### [YOUR OBJECTIVE]
Show every line in the records below that contains the word "point".

### [DATA FOR ANALYSIS]
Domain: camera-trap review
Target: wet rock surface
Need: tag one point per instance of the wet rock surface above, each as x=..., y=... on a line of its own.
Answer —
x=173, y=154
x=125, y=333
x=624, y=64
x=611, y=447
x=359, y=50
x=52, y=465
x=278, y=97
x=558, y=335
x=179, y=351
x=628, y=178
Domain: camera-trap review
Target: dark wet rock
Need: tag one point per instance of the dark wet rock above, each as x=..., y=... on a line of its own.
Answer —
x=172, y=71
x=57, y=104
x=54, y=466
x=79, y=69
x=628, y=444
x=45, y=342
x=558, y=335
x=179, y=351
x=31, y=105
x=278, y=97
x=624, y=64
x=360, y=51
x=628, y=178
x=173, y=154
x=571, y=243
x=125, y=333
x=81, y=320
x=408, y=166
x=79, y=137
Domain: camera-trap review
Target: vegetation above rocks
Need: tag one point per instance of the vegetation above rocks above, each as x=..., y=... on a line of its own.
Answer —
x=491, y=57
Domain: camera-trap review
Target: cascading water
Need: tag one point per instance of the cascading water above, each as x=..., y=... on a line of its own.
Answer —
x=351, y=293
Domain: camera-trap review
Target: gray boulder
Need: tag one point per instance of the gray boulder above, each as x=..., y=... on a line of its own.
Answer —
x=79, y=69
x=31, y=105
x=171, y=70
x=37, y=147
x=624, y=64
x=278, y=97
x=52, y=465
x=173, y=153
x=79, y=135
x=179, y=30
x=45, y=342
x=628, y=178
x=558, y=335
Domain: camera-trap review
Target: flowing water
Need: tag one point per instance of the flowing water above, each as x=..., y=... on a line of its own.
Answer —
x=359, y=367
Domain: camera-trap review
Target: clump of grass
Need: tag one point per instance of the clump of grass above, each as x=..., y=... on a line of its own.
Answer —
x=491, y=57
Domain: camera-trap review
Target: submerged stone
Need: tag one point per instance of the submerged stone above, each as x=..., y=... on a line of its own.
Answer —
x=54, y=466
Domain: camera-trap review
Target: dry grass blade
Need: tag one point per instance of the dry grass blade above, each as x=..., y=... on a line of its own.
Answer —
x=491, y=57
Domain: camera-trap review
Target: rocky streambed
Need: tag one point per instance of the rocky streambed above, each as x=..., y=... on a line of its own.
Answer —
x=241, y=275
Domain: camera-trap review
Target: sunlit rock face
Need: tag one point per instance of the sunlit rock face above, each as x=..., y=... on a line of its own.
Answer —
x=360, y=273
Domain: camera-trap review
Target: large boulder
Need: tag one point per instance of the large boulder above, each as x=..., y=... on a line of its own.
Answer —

### [ANSWER TO THE PROBLEM]
Need: tag one point per instance of the wet rock surface above, each as x=..., y=... on a line of its own.
Need: tag one point per instance of the dark wet rock above, each as x=..., y=... on a line of its own.
Need: tag one point per instance of the vegetation above rocks above, each as x=..., y=... on a line of its own.
Need: tag one point per instance of the cascading water above, each as x=..., y=... on a line of its own.
Need: tag one point per instance of the gray boulder above, each as x=..., y=... on a line of its own.
Need: tag one point per instance of the flowing water above, each as x=..., y=... on a line of its own.
Need: tag one point per instance of the clump of grass above, each as x=..., y=... on a line of its own.
Need: tag one point per instance of the submerged stone above, each as x=..., y=... on a line of its own.
Need: tag one point per instance of the dry grass blade above, each as x=..., y=... on a line of its own.
Need: tag one point per instance of the rocky streambed above, each as x=..., y=... on a line of its own.
Need: tag one point per instance of the sunlit rock face above, each as x=..., y=... on a line of its own.
Need: tag one point per instance of the large boulder above, each as x=..., y=... on a line of its own.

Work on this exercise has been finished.